(Point-based annotation data)

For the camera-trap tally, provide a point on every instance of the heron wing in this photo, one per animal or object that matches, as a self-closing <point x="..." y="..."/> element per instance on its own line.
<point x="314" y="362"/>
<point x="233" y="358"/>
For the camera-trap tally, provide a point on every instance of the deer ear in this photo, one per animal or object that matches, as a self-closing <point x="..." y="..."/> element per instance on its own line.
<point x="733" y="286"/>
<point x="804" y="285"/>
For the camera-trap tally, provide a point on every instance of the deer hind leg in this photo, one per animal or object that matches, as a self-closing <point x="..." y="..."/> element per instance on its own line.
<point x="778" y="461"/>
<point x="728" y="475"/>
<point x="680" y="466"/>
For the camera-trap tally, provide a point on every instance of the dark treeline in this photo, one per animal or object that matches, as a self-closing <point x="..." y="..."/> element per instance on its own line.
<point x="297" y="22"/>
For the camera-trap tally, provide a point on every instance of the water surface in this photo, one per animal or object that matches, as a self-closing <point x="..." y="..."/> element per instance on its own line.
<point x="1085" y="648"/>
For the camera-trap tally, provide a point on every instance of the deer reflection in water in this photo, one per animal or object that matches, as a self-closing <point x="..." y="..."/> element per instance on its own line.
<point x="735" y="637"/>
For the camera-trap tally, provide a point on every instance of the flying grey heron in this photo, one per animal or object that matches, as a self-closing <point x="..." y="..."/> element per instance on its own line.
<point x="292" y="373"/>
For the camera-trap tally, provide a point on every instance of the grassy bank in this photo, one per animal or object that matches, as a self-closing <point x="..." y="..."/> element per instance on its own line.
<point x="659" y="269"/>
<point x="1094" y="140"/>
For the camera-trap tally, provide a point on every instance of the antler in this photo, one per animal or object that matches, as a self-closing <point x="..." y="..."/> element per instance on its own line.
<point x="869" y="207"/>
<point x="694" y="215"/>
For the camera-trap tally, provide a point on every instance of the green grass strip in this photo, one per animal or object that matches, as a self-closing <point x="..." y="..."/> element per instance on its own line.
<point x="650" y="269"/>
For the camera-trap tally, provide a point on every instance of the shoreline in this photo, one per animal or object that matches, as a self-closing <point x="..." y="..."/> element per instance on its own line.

- Goal of the exercise: Print the material once more, exactly.

- Finished answer:
For the camera-trap tally, provide a point on every instance of the heron wing in this photo, one per animal or object that matches, as a self-closing <point x="..." y="..."/> element per instance on its own line.
<point x="314" y="362"/>
<point x="233" y="358"/>
For the camera-trap tally, provide a point on every instance of the deer ear in this photo, one per animal or object that matches, as a self-closing <point x="..." y="..."/> element per instance on its own line.
<point x="733" y="286"/>
<point x="804" y="285"/>
For the camera-trap tally, provide a point on every instance of the deer hind leg in this photo, one per animal or object that matches, as a self-closing <point x="..." y="..."/> element per instance on its own line.
<point x="778" y="461"/>
<point x="728" y="475"/>
<point x="680" y="466"/>
For the camera-trap tally, provide a point on every instance of the dark treeline in this photo, one per animal or object that matches, as a self-closing <point x="..." y="..."/> element per instance on its own line.
<point x="297" y="22"/>
For the camera-trap tally, provide a point on every instance of the water surface in this photo, one per animal or object that matches, as a self-closing <point x="..." y="..."/> element per instance on its own line.
<point x="1085" y="648"/>
For the camera-trap tally, provide a point on every instance of the deer reflection in water in this photo, one per animal or object that matches, as a self-closing <point x="..." y="..."/> element per instance on its own line.
<point x="735" y="637"/>
For the camera-trap tally, provide a point on every instance of the flying grey heron in this photo, one per animal or object that matches, as a self-closing <point x="..." y="..."/> element per instance on its own line.
<point x="292" y="373"/>
For the camera-trap tally, provide a point on every instance of the grassy bank in this photo, one per animal or object that matches, as a self-closing <point x="..." y="..."/> element per instance on its own line.
<point x="659" y="269"/>
<point x="1094" y="140"/>
For the camera-trap tally, provide a point on every instance of the antler in this photo, one per animal or object that matches, as a self-closing <point x="..." y="..."/> element per instance on its own line.
<point x="869" y="207"/>
<point x="694" y="215"/>
For the camera-trap tally, provide a point on every instance of the green grass strip in this photo, one per animal or object that matches, as a self-closing <point x="..." y="..."/> element per instance on its own line.
<point x="650" y="269"/>
For the camera-trap tally, provide a point on every instance of the shoreline in this photo, one per animal or object that matches, as a self-closing <point x="..." y="..."/> element per instance on its own line.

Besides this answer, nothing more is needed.